_THE REQUEST_
Retype, without alteration, each line from the line containing "Reviewer note: make sure every instance of the boy" to the final line of the records.

* * *

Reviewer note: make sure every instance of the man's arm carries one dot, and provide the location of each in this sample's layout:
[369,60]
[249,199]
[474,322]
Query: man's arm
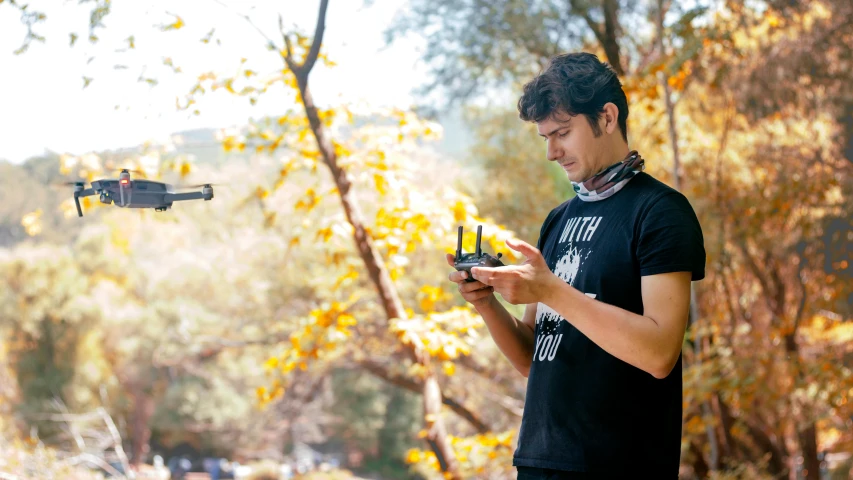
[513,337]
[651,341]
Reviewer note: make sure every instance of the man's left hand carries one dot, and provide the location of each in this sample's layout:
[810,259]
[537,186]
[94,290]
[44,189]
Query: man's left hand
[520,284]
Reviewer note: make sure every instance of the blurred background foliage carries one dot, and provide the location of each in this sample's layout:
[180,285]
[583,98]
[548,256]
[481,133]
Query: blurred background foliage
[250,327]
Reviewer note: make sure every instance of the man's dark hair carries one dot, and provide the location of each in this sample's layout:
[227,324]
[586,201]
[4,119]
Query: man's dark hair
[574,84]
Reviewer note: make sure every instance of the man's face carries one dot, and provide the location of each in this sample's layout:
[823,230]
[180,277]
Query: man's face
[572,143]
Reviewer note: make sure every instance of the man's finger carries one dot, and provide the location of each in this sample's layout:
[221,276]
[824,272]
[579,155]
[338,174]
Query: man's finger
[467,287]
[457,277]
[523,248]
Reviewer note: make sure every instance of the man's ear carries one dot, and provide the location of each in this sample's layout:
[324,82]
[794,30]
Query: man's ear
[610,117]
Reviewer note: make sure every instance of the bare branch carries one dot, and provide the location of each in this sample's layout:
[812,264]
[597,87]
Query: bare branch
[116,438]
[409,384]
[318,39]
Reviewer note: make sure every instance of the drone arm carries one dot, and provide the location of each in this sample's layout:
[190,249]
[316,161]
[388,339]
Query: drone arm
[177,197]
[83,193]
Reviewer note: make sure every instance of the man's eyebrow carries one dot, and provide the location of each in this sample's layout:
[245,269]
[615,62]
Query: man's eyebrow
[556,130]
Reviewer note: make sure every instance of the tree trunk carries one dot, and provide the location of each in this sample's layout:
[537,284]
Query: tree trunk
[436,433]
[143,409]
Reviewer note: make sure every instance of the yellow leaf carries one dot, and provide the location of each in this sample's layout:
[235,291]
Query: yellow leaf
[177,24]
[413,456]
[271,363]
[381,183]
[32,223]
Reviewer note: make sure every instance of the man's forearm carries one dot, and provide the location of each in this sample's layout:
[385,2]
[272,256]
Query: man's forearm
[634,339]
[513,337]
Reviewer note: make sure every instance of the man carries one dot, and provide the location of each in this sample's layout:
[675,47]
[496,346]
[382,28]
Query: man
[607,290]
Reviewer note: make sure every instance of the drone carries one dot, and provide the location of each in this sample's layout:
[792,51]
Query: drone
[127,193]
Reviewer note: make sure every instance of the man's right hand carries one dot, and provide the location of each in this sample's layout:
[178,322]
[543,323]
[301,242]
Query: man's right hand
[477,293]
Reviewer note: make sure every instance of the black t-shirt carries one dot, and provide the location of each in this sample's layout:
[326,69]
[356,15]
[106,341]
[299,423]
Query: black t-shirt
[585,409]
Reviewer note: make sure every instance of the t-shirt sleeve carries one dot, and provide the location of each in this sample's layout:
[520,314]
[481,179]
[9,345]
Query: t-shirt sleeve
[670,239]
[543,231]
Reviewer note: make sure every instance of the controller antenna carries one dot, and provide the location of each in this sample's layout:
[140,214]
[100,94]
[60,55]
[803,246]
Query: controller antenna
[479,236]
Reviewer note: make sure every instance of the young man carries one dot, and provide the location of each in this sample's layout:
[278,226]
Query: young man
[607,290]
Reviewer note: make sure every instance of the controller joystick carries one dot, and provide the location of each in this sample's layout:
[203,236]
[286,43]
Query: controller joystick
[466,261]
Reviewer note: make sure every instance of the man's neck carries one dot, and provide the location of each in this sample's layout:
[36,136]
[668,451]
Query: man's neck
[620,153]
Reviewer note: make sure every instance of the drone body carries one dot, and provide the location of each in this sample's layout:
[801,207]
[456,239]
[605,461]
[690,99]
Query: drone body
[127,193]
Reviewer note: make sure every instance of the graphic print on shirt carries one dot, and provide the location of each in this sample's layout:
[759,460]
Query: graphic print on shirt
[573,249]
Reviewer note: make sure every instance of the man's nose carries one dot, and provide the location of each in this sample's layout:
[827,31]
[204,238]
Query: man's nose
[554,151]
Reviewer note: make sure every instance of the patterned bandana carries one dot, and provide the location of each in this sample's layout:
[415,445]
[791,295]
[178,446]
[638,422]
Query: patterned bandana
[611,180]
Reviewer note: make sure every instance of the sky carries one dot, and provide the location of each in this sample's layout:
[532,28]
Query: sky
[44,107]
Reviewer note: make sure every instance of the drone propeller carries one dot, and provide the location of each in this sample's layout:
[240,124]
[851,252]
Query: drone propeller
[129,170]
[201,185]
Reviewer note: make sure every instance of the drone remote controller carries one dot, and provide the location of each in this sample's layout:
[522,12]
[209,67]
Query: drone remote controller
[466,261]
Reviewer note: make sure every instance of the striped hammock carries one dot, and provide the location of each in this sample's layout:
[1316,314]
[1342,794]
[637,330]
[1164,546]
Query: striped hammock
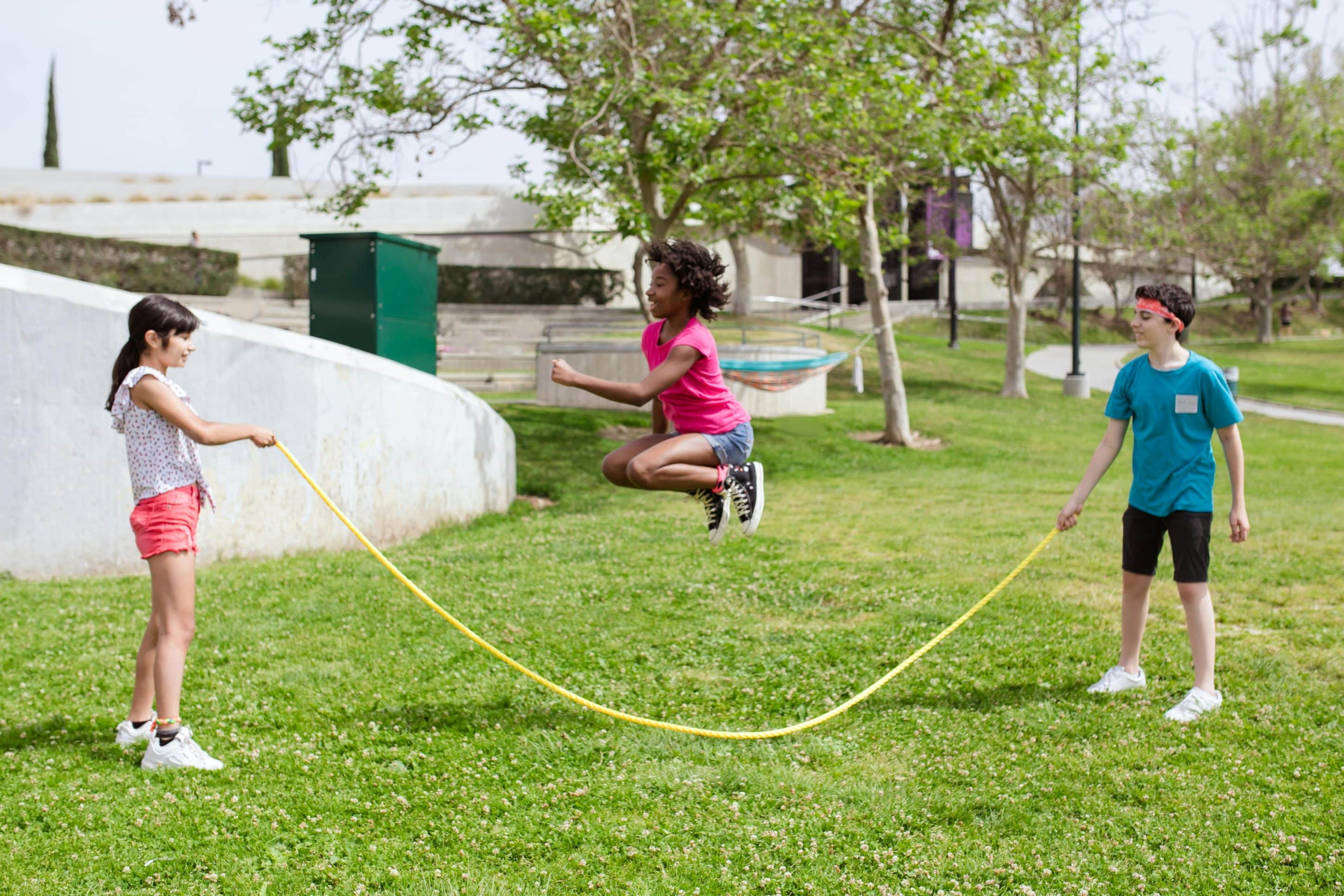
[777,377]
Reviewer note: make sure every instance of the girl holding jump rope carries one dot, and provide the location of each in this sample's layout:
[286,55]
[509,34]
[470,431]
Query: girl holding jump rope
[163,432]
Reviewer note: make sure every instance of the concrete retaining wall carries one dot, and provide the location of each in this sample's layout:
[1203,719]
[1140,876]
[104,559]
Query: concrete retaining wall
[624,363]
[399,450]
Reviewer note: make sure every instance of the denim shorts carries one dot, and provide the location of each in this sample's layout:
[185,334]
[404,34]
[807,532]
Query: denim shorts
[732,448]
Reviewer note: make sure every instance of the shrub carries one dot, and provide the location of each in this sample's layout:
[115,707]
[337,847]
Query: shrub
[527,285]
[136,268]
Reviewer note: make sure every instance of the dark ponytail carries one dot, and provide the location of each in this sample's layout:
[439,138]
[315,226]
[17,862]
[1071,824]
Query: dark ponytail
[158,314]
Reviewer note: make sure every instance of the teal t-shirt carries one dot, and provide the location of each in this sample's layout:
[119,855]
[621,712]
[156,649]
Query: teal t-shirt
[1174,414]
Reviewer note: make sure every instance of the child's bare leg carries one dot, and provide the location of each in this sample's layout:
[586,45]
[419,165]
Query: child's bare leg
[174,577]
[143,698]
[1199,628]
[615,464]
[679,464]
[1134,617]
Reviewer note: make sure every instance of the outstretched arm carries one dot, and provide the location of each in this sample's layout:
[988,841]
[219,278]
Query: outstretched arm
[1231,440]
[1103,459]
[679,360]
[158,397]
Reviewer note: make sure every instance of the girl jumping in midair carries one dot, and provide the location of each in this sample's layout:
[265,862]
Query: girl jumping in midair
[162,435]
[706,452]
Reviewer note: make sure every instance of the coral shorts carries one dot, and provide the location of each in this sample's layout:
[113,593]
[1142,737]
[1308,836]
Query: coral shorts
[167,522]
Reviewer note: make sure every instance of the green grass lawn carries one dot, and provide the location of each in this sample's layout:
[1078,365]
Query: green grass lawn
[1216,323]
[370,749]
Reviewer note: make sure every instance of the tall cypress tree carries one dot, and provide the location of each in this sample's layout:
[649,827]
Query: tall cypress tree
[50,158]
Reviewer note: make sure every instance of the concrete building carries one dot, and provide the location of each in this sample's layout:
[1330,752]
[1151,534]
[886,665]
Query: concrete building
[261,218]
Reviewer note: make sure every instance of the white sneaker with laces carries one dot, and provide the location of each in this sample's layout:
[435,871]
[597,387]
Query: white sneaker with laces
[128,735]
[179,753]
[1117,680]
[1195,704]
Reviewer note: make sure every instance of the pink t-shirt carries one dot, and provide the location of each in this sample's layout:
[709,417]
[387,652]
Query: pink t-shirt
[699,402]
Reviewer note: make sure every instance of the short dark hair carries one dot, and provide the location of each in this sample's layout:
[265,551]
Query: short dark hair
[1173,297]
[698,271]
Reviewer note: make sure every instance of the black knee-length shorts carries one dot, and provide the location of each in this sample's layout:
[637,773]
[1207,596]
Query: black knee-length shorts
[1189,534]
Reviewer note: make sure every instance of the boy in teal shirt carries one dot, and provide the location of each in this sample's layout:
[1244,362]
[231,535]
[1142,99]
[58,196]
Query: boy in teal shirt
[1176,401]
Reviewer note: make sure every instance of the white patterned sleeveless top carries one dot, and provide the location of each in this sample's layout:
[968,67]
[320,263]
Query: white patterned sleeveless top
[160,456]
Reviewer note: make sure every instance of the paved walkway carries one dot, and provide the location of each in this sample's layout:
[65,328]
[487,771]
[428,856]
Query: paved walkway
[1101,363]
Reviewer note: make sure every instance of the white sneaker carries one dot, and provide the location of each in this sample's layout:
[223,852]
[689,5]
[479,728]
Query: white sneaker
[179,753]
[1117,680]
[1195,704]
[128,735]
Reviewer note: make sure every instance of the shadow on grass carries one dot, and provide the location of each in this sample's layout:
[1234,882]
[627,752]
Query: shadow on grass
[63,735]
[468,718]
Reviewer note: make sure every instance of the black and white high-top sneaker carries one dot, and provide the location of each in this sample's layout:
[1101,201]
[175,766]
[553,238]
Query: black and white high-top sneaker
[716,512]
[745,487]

* * *

_FINAL RESULT_
Reviewer note: make sure every instance of the boy in teal shirt carries one dot, and provide the location of each in this sample's layout:
[1244,362]
[231,535]
[1142,99]
[58,196]
Query: boy in teal shirt
[1176,401]
Reviewer note: make sure every instance of the white patterned sleeveless top carries one dot, and provide the location of each in this sample's layout:
[968,67]
[320,263]
Query: white patterned sleeveless top
[160,456]
Reviewer note: make sure every instance of the paved walkway carries one dot, and provide the location of each in this sample's layout:
[65,328]
[487,771]
[428,856]
Query: paved walkway
[1101,363]
Reviewer note: make sure every instance of the white sneaker carries one dot, and provide the location of each in this sample's layout:
[223,852]
[689,5]
[479,728]
Query: white sneaker
[179,753]
[1117,680]
[1195,704]
[128,735]
Reviewer note: make sure every instance of the shadow on grass carries one dot, and provide the location of each in this sample's layout:
[1234,882]
[627,752]
Query: shadow on grass
[63,735]
[468,718]
Reviewer note: make sure every instance of the black and white high-top sneaker carries one dot, and provide the location of each in this sample's layout:
[1101,201]
[175,766]
[553,238]
Query: black and white high-top sneaker
[716,512]
[745,487]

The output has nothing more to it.